Now, macOS also has the Documents and Desktop folders by default under the iCloud drive, but it’s very easy to take them out of there and set it to put them in the user’s home folder. And by the way, in macOS, the real user home folder is right there from the start, while in modern Windows, if you want to get to the real user folder, you have to start at the C:\ and work your way to it, then pin it to quick access, because what you get in the left pane that you think it’s the home folder, it’s not, it’s actually the Onedrive folder.
Another reason why Microsoft got on my nerves recently. Upon building this new PC, and paying $170+tax to have a legit version of Windows 11 Pro on it, while maybe I could’ve turned a very old license into the new one, but I wanted to do things right, so I bought Windows 11 Pro.
A parenthesis here. When you install macOS from scratch, meaning booting from a USB drive with the installer, wiping the internal drive and installing macOS, the process is smooth. It only takes a few minutes, then the steps when it reboots to enter the basic information to get it running, like what user name and password you want, and light or dark, and if you want, your iCloud login and password (not mandatory like Windows). In less than 30 minutes, with macOS, you’re up and running. Once or twice a month, you have an update, which will take about 10-15 minutes. Sometimes it comes along with other updates like Pro video codecs and things like that.
Let’s say you built a new PC and want to install Linux. Probably a friendly distro like Ubuntu. Also, a breeze. And I did this recently with my PC from 2012, not the new one. So installing Linux on a 12 year old PC was a breeze, and updates were minimal after that. It’s a great OS, and if all the programs I use were available for it, I would be more than happy to switch to it.
Now, both the macOS and Linux Ubuntu install experiences are a breeze. Now let’s talk about the Windows 11 install experience.
Boot from the DVD, and the DVD is so old that it doesn’t have the ethernet driver for my motherboard, an Asus ROG STRIX Z790-E GAMING WIFI II. But it doesn’t tell me right away; it gets to a point where going online is mandatory, so the installation cannot continue. I search for this online with my Mac, and it turns out that I had to load the LAN driver at the very beginning. I’m not going to reboot from the DVD and try an installation over what it already did. So I boot from the DVD, repair, diskpart, select disk, clean, exit, reboot, etc. I just wasted about 20 minutes for nothing.
This time I do load the LAN driver at the beginning, so it does connect. After following all the steps, I have to put up with hours of downloading updates even before I even see the Windows desktop. Keep in mind this is a 500 Mbps connection, not the fastest by today’s standards, but not slow in the least.

# Rows from a point labeling set:
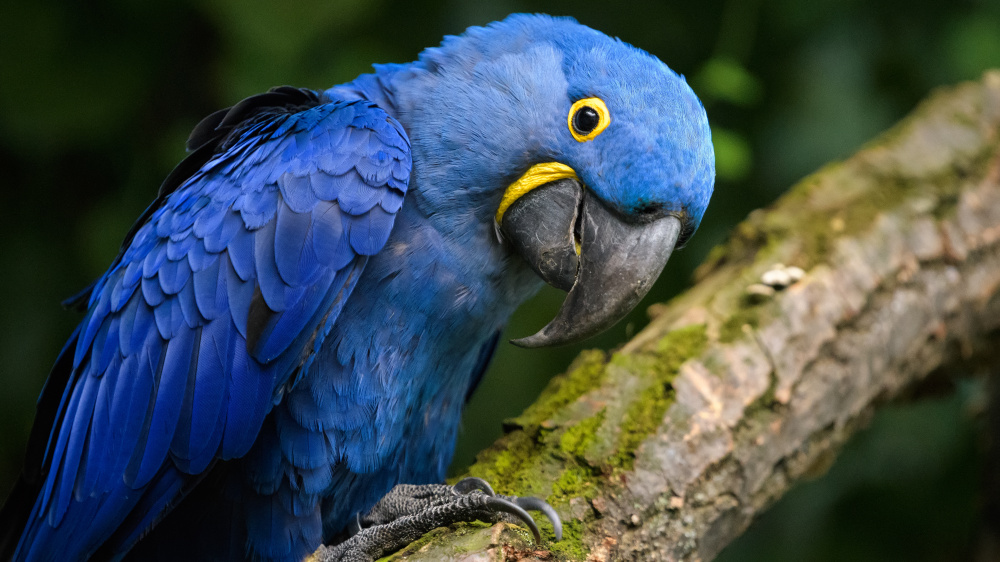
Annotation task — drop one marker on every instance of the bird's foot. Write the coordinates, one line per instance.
(407, 512)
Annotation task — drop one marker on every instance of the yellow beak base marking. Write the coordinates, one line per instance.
(539, 174)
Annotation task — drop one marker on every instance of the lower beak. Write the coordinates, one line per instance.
(575, 243)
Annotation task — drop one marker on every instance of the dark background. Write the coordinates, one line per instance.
(97, 98)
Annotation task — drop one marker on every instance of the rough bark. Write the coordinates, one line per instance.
(668, 447)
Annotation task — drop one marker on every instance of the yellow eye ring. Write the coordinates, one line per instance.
(588, 118)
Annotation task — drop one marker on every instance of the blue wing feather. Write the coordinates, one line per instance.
(262, 241)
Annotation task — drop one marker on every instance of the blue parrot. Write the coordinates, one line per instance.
(293, 326)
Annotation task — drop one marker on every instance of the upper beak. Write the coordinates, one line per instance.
(575, 243)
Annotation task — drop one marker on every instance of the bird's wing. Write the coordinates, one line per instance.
(223, 289)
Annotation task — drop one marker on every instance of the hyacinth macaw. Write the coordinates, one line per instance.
(293, 326)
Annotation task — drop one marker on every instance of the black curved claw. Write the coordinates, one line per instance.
(500, 504)
(538, 504)
(354, 527)
(471, 484)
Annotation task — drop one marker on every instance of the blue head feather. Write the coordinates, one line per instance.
(499, 97)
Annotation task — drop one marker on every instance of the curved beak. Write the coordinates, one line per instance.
(575, 243)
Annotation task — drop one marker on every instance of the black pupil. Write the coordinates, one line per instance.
(586, 120)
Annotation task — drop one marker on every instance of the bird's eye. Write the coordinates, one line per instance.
(588, 118)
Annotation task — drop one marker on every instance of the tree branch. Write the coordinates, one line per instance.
(667, 448)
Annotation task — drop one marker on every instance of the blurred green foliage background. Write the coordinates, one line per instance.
(97, 98)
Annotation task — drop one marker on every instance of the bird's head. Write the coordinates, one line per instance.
(591, 158)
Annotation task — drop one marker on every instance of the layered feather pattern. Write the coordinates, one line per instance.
(200, 325)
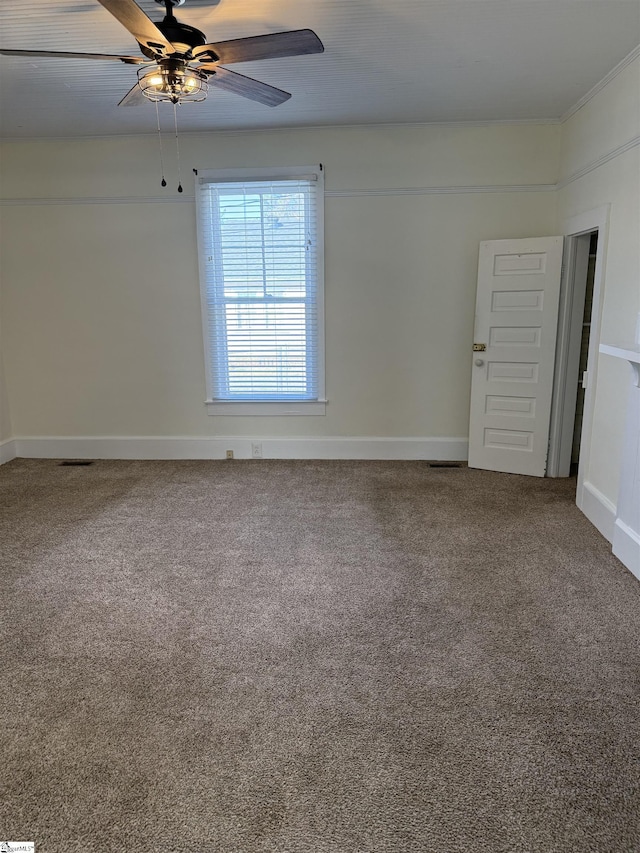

# Required work:
**a)** Shift every coordinate in the rows by -33, writing out each line again, requests included, from the line with "pupil. Write the coordinates, one line per instance." through the end of the rows. Leave out the pictures.
**b)** Pick up the post about installing Windows 11 after its last sentence and keep it going.
The text and the rows were taken from two unrelated sources.

# Answers by task:
**a)**
Annotation task — drop one marker on every instance of the black pupil. Write the coordinates, one line per instance.
(553, 87)
Annotation task — drop one marker on every instance of the bird's eye. Write the coordinates, one line per instance.
(555, 85)
Annotation task — drop one marker on every instance of the tree branch. Write the coordinates, one line per instance.
(634, 415)
Annotation task — drop one marker on every instance of the blurred green foliage background. Write the coordinates, one line per instance.
(64, 65)
Annotation task — drop one marker on every instance of the bird's head. Write the coordinates, one line per instance.
(558, 125)
Annotation task — drop one marker on every instance of the layered feather pattern. Write the coordinates, one line per instance.
(167, 292)

**b)**
Meanwhile, I’m typing like a log in my Mac while I’m working on other things and going through the installation. This is what I typed:
Windows 11 installation new pc started from DVD at 23:00
25 mins later, after going through the questionnaire, it starts downloading even more updates than already did
It is now 0:15. The screen has been showing the spinning thing with the text “Updates are underway. Please keep your computer on.”
At 0:43 it finally rebooted. Now I have the desktop back. I went into Windows Updates, and there’s another pile of updates to download. Will this torture ever end???
1:13 Still installing updates. Kill me. Please kill me now.
1:18 After finishing what seemed
Yes, I’m American but I use the 24 hr format and the metric system because they are better. Also, while my log might seem of a somewhat dark nature, my intention was more comical than anything. Like, it shouldn’t take hours and hours to install an OS. And Microsoft should not manufacture one installation DVD and ship that forever, they should update it to at least the year we’re in, especially when you buy it the last day of the year.
But the last entry seems incomplete, and that’s because I got so fed up, I stopped taking notes on it. I didn’t have a usable Windows desktop, ready to install all my programs, until like 3:30, at which point I said screw this, I’ll finish this tomorrow.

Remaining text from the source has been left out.